- [Work task]:
Set down exactly the stretch of lines below that opens at the line containing "Objective — one pin per instance of the grey" and continues through the last line of the entries, and nothing else.

(Referring expression pointing data)
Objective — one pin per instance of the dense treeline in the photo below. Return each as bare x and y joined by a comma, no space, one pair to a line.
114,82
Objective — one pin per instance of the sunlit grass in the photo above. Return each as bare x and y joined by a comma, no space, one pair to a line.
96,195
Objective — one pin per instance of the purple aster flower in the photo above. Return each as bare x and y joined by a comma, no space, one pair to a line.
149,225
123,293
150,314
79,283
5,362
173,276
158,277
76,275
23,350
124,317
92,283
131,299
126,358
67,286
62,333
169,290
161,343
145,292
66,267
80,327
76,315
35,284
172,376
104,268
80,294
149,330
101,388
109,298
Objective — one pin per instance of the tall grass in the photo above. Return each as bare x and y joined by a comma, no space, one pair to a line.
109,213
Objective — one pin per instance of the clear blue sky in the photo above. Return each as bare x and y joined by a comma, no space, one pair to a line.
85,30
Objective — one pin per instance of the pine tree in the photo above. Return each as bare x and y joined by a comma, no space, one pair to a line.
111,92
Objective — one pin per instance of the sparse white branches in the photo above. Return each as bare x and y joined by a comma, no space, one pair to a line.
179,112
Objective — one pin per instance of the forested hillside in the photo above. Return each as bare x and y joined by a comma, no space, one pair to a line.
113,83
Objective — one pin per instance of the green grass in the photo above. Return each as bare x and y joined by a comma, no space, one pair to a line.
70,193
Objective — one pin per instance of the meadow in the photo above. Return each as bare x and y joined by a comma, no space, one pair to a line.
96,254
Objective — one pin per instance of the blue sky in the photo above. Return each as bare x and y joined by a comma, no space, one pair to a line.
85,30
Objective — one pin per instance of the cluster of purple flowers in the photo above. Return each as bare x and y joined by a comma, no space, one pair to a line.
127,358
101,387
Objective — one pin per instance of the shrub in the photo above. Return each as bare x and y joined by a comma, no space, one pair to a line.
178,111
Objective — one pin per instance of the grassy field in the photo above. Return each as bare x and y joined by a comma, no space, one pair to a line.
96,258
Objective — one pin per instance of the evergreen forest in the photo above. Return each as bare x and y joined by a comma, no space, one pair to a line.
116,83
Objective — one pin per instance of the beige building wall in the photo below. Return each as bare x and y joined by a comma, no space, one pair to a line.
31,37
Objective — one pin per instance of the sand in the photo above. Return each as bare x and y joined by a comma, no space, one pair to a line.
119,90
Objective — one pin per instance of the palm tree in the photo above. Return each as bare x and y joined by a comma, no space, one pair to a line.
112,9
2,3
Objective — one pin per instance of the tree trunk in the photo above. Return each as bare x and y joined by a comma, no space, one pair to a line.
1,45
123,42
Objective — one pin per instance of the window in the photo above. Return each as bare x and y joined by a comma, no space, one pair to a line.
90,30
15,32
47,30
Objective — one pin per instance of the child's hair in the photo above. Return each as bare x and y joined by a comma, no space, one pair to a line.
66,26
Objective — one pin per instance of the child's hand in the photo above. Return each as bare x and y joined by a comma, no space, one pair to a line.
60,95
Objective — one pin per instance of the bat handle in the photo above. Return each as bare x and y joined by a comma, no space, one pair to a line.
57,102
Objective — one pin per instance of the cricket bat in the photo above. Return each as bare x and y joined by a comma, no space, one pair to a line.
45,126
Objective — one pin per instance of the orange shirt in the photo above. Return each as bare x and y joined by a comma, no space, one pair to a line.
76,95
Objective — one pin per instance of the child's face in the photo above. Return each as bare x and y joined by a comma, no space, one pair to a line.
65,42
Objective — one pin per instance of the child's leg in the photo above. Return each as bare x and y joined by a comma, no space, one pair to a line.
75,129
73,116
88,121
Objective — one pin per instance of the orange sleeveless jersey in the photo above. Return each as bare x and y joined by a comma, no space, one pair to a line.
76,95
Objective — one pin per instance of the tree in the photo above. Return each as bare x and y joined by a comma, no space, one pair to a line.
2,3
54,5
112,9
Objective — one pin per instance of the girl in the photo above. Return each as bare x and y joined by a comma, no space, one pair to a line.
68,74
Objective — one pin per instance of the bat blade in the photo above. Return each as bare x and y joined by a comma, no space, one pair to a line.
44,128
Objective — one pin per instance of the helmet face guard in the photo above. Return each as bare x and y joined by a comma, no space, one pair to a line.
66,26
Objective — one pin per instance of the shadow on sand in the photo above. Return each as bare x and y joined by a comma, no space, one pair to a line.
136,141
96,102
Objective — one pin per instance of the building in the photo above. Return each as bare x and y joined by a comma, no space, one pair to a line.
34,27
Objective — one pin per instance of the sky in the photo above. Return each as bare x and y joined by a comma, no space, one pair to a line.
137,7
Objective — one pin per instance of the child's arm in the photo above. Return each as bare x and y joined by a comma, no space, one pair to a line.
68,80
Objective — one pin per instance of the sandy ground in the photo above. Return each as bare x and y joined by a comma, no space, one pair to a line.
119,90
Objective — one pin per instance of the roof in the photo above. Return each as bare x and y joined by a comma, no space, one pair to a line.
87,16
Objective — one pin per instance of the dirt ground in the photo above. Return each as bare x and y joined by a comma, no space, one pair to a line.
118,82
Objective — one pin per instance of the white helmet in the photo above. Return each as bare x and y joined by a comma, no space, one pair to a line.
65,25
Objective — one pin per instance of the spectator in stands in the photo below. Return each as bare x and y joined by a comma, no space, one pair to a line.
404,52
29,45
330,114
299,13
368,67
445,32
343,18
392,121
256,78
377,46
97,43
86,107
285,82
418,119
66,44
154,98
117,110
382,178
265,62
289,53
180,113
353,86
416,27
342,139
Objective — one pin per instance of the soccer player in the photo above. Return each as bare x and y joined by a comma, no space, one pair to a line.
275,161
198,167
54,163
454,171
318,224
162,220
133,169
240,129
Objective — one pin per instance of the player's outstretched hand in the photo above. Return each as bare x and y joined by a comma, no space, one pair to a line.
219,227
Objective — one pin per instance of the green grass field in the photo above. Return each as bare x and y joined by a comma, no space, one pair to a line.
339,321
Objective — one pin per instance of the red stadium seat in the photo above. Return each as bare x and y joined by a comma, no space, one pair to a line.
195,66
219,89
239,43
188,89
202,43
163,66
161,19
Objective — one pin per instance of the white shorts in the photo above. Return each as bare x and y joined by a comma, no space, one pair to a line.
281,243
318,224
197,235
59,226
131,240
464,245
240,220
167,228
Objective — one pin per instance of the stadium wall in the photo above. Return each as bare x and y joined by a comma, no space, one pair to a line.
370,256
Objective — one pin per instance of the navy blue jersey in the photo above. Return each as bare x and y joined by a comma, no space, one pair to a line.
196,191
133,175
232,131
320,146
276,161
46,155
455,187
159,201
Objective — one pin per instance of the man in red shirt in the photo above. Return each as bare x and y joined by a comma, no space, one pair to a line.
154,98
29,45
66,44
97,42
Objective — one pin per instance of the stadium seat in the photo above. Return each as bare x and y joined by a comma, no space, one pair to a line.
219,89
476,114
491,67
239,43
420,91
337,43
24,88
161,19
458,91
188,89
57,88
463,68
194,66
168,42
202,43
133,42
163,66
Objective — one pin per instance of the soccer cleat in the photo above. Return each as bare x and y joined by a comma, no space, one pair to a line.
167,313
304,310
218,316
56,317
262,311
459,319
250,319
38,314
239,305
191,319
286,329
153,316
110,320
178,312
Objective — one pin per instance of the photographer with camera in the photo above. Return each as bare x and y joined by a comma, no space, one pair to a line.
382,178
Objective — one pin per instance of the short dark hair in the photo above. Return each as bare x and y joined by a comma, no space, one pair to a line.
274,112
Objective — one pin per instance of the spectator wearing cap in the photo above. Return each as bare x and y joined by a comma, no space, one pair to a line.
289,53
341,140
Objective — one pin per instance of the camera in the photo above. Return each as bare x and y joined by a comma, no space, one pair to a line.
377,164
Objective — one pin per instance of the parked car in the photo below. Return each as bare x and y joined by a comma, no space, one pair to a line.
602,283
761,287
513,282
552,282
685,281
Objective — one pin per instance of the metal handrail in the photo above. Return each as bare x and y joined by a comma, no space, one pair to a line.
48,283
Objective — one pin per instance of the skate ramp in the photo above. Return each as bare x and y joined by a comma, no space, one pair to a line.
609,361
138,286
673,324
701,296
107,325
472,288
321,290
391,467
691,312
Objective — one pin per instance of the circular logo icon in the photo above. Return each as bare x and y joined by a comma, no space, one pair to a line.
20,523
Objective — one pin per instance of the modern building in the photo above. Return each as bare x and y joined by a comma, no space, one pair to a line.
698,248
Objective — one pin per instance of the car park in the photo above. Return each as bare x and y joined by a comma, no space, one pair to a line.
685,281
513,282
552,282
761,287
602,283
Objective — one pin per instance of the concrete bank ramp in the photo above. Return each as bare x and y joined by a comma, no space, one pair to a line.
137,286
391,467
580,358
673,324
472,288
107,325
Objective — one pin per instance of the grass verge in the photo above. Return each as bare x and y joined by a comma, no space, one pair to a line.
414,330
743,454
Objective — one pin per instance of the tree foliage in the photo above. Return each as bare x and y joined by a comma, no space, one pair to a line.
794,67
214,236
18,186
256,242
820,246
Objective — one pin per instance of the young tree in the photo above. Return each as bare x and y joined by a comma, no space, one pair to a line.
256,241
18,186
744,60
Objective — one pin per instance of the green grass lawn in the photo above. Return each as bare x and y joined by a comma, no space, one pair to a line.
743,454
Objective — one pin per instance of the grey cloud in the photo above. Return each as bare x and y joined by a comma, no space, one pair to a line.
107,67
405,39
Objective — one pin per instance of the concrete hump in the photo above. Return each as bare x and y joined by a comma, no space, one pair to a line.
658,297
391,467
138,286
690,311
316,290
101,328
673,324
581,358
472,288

- [Response to this task]:
Objective — one pin per instance of the grey cloud in the photo above. Return each as bare x and y joined by a comma, no space, one pair to a line.
107,67
405,39
Objective — one pin per instance of the concrete hump in the photo above. Return each as bare x and y joined by a comma, no space, one pair to a line.
658,297
391,467
138,286
690,311
316,290
101,328
673,324
581,358
472,288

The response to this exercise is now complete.